WHAT IS ASKED: Write out exactly the lines running from the line that includes "Please indicate the chalet wooden" to the end of the data, both ends included, and nothing besides.

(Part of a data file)
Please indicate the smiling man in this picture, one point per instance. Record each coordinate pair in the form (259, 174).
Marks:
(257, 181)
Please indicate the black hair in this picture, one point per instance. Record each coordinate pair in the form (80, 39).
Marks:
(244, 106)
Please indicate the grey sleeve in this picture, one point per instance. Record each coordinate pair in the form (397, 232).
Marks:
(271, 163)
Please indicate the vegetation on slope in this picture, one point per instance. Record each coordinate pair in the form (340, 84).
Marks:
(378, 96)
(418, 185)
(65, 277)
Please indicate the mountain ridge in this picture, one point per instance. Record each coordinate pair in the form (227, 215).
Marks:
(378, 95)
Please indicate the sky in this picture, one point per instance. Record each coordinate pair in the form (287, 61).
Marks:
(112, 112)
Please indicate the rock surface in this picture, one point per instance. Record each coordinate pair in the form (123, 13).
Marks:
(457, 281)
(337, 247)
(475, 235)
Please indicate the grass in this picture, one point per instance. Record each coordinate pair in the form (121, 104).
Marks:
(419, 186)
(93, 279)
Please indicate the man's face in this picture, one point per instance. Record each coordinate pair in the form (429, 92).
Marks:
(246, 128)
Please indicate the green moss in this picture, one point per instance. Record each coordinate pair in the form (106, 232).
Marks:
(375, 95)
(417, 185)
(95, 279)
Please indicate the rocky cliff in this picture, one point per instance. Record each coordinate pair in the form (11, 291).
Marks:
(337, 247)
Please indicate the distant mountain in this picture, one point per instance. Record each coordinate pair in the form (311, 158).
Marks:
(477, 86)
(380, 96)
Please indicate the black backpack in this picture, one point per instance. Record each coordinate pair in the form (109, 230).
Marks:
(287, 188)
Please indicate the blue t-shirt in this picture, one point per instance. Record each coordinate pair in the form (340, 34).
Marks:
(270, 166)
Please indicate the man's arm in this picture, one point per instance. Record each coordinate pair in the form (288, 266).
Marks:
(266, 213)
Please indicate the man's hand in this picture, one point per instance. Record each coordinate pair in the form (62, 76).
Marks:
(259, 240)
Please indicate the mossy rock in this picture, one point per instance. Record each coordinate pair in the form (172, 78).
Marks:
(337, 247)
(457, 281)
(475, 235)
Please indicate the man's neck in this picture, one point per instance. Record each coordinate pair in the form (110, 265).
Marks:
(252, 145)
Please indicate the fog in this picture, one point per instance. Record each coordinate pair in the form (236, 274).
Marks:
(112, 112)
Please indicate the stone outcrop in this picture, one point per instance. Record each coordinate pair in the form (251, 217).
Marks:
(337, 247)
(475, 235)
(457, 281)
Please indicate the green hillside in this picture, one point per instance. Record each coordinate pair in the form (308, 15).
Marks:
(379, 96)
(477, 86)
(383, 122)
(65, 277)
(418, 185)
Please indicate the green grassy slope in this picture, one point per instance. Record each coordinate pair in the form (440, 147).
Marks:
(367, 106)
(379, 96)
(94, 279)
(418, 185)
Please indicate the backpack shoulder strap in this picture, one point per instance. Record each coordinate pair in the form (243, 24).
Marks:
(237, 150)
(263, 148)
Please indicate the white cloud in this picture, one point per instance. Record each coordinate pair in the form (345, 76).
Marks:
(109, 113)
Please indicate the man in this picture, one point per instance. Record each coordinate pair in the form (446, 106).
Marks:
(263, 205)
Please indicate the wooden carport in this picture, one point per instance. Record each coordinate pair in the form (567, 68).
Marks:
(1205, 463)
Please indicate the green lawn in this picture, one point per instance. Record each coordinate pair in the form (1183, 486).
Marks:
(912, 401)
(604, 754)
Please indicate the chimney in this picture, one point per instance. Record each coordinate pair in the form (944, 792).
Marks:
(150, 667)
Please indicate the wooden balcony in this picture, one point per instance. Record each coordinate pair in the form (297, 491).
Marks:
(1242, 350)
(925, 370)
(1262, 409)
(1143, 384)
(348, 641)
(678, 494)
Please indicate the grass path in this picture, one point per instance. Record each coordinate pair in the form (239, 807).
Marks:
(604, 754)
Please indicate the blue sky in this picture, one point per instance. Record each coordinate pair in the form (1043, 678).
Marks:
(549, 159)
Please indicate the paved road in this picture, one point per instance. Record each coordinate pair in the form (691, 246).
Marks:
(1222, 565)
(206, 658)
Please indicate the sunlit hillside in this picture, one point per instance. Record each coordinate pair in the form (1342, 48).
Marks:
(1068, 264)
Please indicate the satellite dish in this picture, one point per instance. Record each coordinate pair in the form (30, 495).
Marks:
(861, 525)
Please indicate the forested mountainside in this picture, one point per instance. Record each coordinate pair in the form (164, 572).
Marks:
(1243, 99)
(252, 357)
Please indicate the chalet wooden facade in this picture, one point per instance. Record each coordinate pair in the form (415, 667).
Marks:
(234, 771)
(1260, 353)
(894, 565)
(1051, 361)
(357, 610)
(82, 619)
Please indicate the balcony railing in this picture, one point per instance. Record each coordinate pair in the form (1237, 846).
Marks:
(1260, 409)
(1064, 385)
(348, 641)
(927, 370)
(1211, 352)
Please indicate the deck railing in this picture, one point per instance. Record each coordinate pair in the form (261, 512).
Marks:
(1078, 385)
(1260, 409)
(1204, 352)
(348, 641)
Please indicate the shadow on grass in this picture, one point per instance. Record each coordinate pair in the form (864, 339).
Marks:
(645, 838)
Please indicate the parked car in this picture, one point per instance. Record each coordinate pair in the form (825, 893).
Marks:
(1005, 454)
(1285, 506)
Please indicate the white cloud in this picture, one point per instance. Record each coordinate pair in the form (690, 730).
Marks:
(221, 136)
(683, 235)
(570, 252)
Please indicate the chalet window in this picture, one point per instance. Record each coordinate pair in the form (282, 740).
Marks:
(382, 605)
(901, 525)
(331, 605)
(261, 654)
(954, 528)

TASK SOLUTION:
Please indicate the chalet wooden facade in this picture, one point per instance. Record each coordinate pair in the form (415, 667).
Marks:
(234, 771)
(1260, 353)
(894, 565)
(1051, 361)
(357, 610)
(82, 619)
Please indicate the balcony railing in this picture, one point per instance. Record each coordinate pair in the form (1237, 846).
Marks:
(1260, 409)
(1064, 385)
(348, 641)
(927, 370)
(1211, 352)
Please indicate the deck railing in this picture, one point per instance. Record each coordinate pair in the form (261, 512).
Marks:
(1078, 385)
(1260, 409)
(1204, 352)
(348, 641)
Please indicate the shadow on grass in this picture, one point per instance. Record each coordinate pair in the form (864, 339).
Marks:
(645, 838)
Please indicate the parked car in this picture, one point per instance. Record each coordinate pair in the form (825, 893).
Marks:
(1005, 454)
(1285, 506)
Please indicate the white cloud in this picture, one point per instance. Record each coordinate pair in the form (690, 730).
Marks:
(221, 136)
(683, 235)
(570, 252)
Please indicate the chalet window in this picture, one point per instance. Record each coordinate pair in the form (282, 740).
Marks:
(382, 605)
(901, 525)
(331, 605)
(261, 654)
(954, 528)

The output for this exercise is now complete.